[Image-grounded pointing data]

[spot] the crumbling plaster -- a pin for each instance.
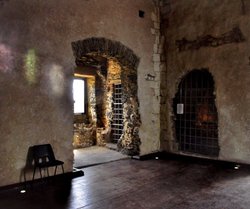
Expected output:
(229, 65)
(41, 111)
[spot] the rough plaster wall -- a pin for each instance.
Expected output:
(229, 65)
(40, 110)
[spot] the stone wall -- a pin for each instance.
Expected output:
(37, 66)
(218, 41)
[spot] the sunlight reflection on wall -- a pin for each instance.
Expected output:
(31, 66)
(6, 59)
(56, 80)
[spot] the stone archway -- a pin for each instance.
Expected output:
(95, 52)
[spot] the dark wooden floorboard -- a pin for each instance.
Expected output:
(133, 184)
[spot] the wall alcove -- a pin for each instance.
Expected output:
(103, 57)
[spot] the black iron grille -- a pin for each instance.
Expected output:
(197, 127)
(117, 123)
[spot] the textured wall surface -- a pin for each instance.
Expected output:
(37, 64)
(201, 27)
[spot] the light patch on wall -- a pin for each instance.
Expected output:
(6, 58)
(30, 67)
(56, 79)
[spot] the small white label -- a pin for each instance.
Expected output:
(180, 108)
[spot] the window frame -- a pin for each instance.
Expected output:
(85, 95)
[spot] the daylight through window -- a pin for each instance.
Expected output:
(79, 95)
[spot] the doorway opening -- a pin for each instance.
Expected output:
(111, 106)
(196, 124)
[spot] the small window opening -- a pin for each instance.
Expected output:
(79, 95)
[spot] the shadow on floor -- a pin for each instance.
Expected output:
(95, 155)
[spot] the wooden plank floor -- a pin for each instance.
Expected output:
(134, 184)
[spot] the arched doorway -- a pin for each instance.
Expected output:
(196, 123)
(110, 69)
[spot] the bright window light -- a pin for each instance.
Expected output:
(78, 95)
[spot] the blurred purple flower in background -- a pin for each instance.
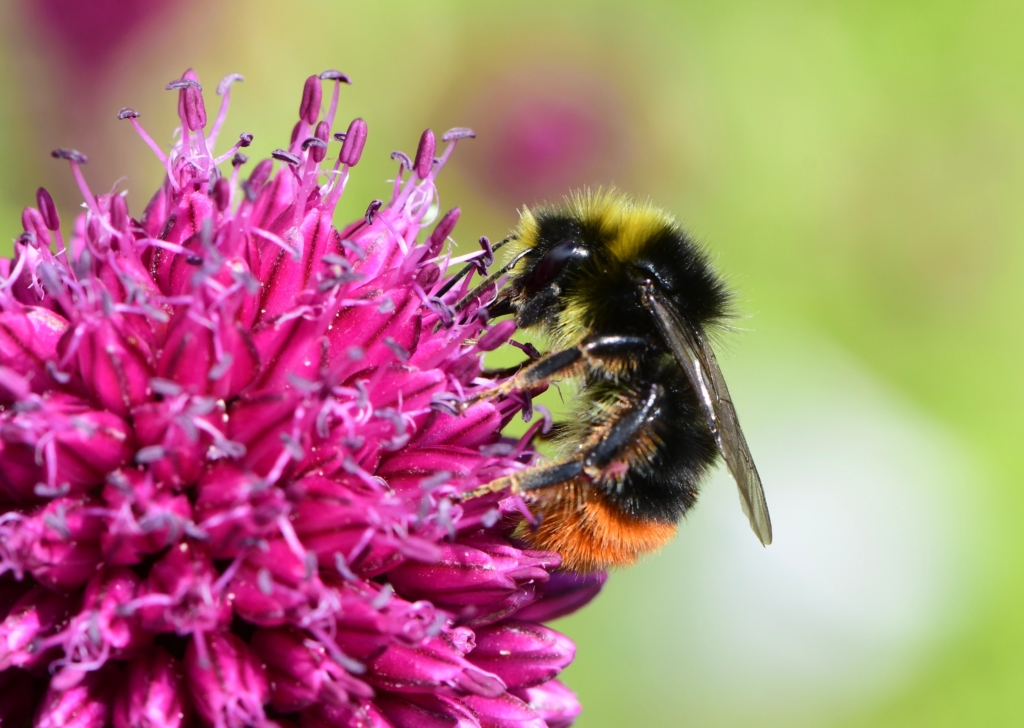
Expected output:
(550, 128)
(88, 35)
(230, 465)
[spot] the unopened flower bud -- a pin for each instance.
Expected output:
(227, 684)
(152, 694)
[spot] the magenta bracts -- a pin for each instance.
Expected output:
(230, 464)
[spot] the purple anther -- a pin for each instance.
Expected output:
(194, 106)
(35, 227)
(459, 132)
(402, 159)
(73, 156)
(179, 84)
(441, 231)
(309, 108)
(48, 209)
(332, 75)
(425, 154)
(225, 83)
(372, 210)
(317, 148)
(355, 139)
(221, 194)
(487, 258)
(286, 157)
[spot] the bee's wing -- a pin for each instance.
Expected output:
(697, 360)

- _DIRECTIONS FOR THIS TASK_:
The answer must be an exact copy of the records above, with the pictures left out.

- _EXERCISE RESPONSE_:
[spot] the crumbling plaster -- a pin for each instance.
Expected output:
(229, 65)
(41, 111)
[spot] the rough plaster wall -- a pin for each instance.
Expected output:
(229, 65)
(40, 110)
[spot] the stone wall -- a pin for each instance.
Expected output:
(37, 66)
(218, 41)
[spot] the sunlight reflection on wall -- a pin for each instance.
Expected output:
(31, 66)
(6, 59)
(56, 80)
[spot] the stone archway -- a pin for each instance.
Expected output:
(95, 52)
[spot] the dark wooden floorboard -- a pin for each instance.
Expected output:
(133, 184)
[spot] the wall alcove -- a pin for each instance.
Expected output:
(103, 57)
[spot] the black iron grille -- a pin for each instance.
Expected output:
(197, 127)
(117, 123)
[spot] the textured wall surface -- a pin for each instance.
Expected output:
(37, 64)
(201, 27)
[spot] the light patch on wall -- a pin for each instance.
Expected output:
(6, 58)
(30, 67)
(56, 79)
[spot] the small white label -- a pin for each instance.
Expected output:
(180, 108)
[spot] the window frame -- a pin for each instance.
Expected output:
(85, 95)
[spot] the daylight through window -- a pin for each instance.
Expected output:
(79, 95)
[spot] the doorway opening -- a pin for each instance.
Expected output:
(111, 106)
(196, 124)
[spot] the small window opening -- a pin for each instance.
Expected output:
(79, 95)
[spot] the shadow on floor -- a pin for each instance.
Expected output:
(95, 155)
[spot] the wooden plank floor -- a pin for each instance.
Expected output:
(134, 184)
[spot] the arched doorway -- a pin for each instance.
Expected output:
(196, 123)
(110, 69)
[spot] the bright window light -- a pin for each instance.
Expected output:
(78, 95)
[spot] the blurred purple flower in background -- a pin for each instance.
Expected output:
(550, 128)
(88, 35)
(230, 465)
[spot] the unopened flower bud -- a pin for each instance.
Expected output:
(227, 684)
(152, 694)
[spot] the magenta bracts -- a pin for each instance.
Expected output:
(230, 464)
[spot] the purple anther -- a pin for each instance.
Expected output:
(194, 106)
(35, 227)
(459, 132)
(402, 159)
(73, 156)
(179, 84)
(441, 231)
(309, 108)
(48, 209)
(332, 75)
(425, 154)
(225, 83)
(372, 210)
(317, 148)
(355, 139)
(221, 194)
(487, 258)
(286, 157)
[spot] the bee's wing -- a pin for each instance.
Expected output:
(697, 360)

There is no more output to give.